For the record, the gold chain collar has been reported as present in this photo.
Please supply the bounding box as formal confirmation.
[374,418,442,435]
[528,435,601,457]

_ _ _

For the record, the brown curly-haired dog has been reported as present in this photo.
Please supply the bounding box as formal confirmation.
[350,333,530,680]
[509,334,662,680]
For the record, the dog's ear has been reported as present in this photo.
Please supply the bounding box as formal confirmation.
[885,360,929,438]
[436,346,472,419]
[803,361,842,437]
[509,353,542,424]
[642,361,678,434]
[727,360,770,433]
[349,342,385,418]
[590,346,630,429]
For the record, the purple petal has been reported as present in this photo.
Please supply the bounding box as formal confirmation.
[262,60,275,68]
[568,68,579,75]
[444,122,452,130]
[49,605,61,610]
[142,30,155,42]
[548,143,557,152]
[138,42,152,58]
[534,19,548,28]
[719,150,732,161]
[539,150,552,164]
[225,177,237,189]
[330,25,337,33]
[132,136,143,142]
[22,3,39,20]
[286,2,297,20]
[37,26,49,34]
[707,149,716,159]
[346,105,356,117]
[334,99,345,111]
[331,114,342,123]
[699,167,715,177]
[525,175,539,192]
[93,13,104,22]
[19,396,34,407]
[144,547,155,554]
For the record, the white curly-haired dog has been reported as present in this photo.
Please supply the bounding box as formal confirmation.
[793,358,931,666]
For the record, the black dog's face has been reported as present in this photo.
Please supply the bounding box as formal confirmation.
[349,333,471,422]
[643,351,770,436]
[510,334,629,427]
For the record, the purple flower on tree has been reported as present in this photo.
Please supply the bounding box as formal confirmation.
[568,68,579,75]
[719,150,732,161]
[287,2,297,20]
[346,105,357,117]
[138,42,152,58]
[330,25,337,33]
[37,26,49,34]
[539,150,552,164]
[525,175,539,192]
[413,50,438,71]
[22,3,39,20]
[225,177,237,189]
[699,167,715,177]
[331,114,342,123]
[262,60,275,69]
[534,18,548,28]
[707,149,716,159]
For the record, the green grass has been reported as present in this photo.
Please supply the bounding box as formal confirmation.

_ _ _

DESCRIPTION OF THE TASK: Repeat, character for character, the lines of the material above from the line with "For the record, the white" through the line with "For the record, the purple flower".

EXERCISE RESULT:
For the record, the white curly-haired dog has been reported as present in this photo.
Please supply the bounding box as formal confirmation.
[793,358,931,666]
For the record, the black dog's face has been reported as present in this photo.
Please supply the bounding box as formal confirmation.
[349,333,471,422]
[643,351,770,436]
[510,334,629,427]
For the record, the purple flower on tree has been reported as present in this photo.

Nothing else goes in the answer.